* _WORK INSTRUCTIONS_
Retype the listing that follows, exactly as written.

* _INFORMATION SUPPLIED_
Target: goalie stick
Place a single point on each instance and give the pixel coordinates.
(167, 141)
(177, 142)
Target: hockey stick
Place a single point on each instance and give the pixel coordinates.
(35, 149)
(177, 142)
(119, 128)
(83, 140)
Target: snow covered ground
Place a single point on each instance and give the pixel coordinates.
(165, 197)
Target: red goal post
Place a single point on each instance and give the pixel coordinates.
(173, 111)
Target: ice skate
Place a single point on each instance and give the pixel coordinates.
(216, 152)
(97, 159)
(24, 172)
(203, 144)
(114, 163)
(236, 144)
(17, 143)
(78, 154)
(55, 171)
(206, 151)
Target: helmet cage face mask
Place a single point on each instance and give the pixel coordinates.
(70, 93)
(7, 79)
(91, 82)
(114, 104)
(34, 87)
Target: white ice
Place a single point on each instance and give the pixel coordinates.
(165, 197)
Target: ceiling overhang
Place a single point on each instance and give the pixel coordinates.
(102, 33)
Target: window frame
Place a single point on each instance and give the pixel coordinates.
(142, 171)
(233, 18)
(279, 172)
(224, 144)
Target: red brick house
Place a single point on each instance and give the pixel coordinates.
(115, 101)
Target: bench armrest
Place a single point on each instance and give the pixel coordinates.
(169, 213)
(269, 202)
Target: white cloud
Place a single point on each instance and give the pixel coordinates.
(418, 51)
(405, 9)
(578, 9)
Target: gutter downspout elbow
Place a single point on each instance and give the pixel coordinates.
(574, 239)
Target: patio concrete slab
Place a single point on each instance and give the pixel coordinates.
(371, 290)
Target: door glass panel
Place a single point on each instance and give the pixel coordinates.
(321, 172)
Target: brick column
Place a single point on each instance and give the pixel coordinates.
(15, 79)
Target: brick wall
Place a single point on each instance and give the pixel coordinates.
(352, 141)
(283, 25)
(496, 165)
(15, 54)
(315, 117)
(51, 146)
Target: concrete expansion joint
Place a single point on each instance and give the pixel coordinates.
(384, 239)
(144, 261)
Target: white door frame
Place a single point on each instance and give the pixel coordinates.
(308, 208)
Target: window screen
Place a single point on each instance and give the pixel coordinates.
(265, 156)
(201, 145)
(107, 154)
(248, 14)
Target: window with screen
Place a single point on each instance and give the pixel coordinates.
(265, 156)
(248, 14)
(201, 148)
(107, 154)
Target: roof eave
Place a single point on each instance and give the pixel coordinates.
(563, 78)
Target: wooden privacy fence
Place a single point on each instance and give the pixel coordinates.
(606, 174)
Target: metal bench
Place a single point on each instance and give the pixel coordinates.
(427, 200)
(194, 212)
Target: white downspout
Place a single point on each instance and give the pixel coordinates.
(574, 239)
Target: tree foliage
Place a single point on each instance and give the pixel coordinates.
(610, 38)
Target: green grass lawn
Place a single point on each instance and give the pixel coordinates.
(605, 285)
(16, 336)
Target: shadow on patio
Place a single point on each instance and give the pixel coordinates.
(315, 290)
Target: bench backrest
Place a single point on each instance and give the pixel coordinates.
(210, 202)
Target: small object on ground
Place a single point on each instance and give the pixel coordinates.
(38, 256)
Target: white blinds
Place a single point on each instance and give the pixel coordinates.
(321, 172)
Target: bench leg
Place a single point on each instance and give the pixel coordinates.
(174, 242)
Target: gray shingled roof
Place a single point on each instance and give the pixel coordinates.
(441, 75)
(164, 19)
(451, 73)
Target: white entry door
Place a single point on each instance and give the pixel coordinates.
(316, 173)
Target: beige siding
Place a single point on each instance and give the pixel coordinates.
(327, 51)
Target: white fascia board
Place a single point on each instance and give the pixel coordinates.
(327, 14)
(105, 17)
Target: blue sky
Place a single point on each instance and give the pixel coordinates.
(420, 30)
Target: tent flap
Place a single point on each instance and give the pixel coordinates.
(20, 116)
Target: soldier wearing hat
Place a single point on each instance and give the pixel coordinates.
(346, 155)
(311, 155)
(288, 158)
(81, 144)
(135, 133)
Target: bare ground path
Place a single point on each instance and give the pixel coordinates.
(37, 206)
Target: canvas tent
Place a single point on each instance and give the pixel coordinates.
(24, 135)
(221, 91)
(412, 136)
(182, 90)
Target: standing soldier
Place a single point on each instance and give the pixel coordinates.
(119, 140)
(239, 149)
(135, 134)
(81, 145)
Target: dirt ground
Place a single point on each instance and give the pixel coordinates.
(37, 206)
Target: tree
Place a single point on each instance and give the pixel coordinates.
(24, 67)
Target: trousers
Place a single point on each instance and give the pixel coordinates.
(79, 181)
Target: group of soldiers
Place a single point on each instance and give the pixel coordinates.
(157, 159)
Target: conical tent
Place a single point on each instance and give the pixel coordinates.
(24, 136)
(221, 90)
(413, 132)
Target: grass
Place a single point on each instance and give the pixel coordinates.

* _RESPONSE_
Target: goalie stick
Place a single point on each instance and give the pixel coordinates.
(167, 141)
(177, 142)
Target: hockey stick
Place a single point on each instance and give the pixel coordinates.
(35, 149)
(177, 142)
(119, 128)
(83, 140)
Target: snow covered ground
Place a single point on each instance and give the pixel coordinates.
(165, 197)
Target: red goal post
Place a single point on each instance and give the pixel coordinates.
(173, 111)
Target: ice skate
Place a single point on each instance and give the pixel coordinates.
(216, 152)
(97, 159)
(24, 172)
(203, 144)
(114, 163)
(236, 144)
(17, 143)
(78, 154)
(55, 171)
(206, 151)
Target: helmet cage face mask
Place a single point on each instance and give the pixel coordinates.
(70, 93)
(7, 79)
(91, 82)
(114, 104)
(34, 87)
Target: white ice
Place a single point on each instance and give the pixel coordinates.
(165, 197)
Target: ceiling overhang
Place a single point on each instance and give the pixel coordinates.
(102, 33)
Target: window frame
Place a single point on each instance and give the pixel coordinates.
(142, 171)
(233, 18)
(279, 172)
(224, 144)
Target: red brick house
Place a single point on each instance and give the pixel coordinates.
(115, 101)
Target: bench armrest
Place a single point on each instance and give the pixel coordinates.
(169, 213)
(269, 202)
Target: white cloud
Place a single point on each instance and give the pixel coordinates.
(418, 51)
(405, 9)
(578, 9)
Target: gutter downspout elbow
Place a single point on each instance and give the pixel coordinates.
(574, 239)
Target: patio concrete slab
Place a single point on each instance and give the pixel coordinates.
(371, 290)
Target: door glass panel
Place a single point on each instance and give the pixel coordinates.
(321, 172)
Target: brick column
Place a single point on each instance and give the pixel coordinates.
(15, 79)
Target: brick wall
Place a single point on each instance and give the pixel coordinates.
(352, 141)
(283, 25)
(496, 165)
(15, 54)
(315, 117)
(51, 146)
Target: concrete expansion joint
Place a single point on each instance and give the pixel coordinates.
(384, 239)
(144, 261)
Target: white door frame
Place a single point on each instance and give the pixel coordinates.
(308, 208)
Target: window screen
Place a single point on each instance and give the pixel coordinates.
(265, 156)
(201, 145)
(107, 154)
(248, 14)
Target: window with screen
Place a single point on each instance and give the pixel coordinates.
(265, 156)
(248, 14)
(201, 148)
(107, 154)
Target: roof eave
Place a single point on each instance and give the pixel coordinates.
(563, 78)
Target: wooden privacy fence
Place a single point on each instance and give the pixel coordinates.
(606, 174)
Target: metal bench
Place a single point on each instance and give the pixel coordinates.
(427, 200)
(194, 212)
Target: white downspout
Place a single point on each instance and give the pixel coordinates.
(574, 239)
Target: tree foliage
Place a single point on each instance and give the pixel coordinates.
(610, 38)
Target: green grass lawn
Place a single point on each instance and give the pixel coordinates.
(605, 285)
(16, 336)
Target: shadow on patio
Place a single point on each instance and give the pixel coordinates.
(315, 290)
Target: bench backrest
Place a single point on each instance and give the pixel coordinates.
(210, 202)
Target: small object on ground
Place a single point on each instance and give the pixel coordinates.
(38, 256)
Target: white blinds
Place a single point on each instance and give the pixel coordinates.
(321, 172)
Target: bench leg
Place a single point on each instance and give the pixel coordinates.
(174, 242)
Target: gray shingled roof
Place a single point on each instance and give the pixel coordinates.
(441, 75)
(164, 19)
(451, 73)
Target: white entry door
Place a single point on each instance and give the pixel coordinates.
(316, 173)
Target: beige siding
Place a single point on each instance and give the pixel coordinates.
(327, 51)
Target: white fascia board
Place a single point on each instance and give the pixel coordinates.
(327, 14)
(105, 17)
Target: blue sky
Place a single point on each instance and give the pixel coordinates.
(420, 30)
Target: tent flap
Place a single point on each instance and give the pixel coordinates.
(20, 116)
Target: soldier wearing hat
Place a single point on each instance and give the pixel coordinates.
(346, 155)
(311, 155)
(288, 158)
(81, 144)
(135, 133)
Target: bare ground path
Place a single point on each instance and give the pixel coordinates.
(37, 206)
Target: canvas tent
Place a single point on each instance and give the pixel coordinates.
(24, 135)
(221, 91)
(412, 136)
(182, 90)
Target: standing soldier
Place a single point on each instance and give the pixel coordinates.
(119, 140)
(239, 149)
(135, 134)
(81, 145)
Target: dirt ground
Place a single point on each instance and give the pixel coordinates.
(37, 206)
Target: tree
Place a single point on each instance and give the pixel coordinates.
(24, 67)
Target: trousers
Place a single point on each instance and give the pixel coordinates.
(79, 181)
Target: group of soldiers
Place a single point on each instance and give the pixel coordinates.
(157, 159)
Target: conical tent
Place a single point on each instance and give the pixel coordinates.
(24, 136)
(221, 90)
(413, 132)
Target: grass
Place a single point on each instance and give the pixel coordinates.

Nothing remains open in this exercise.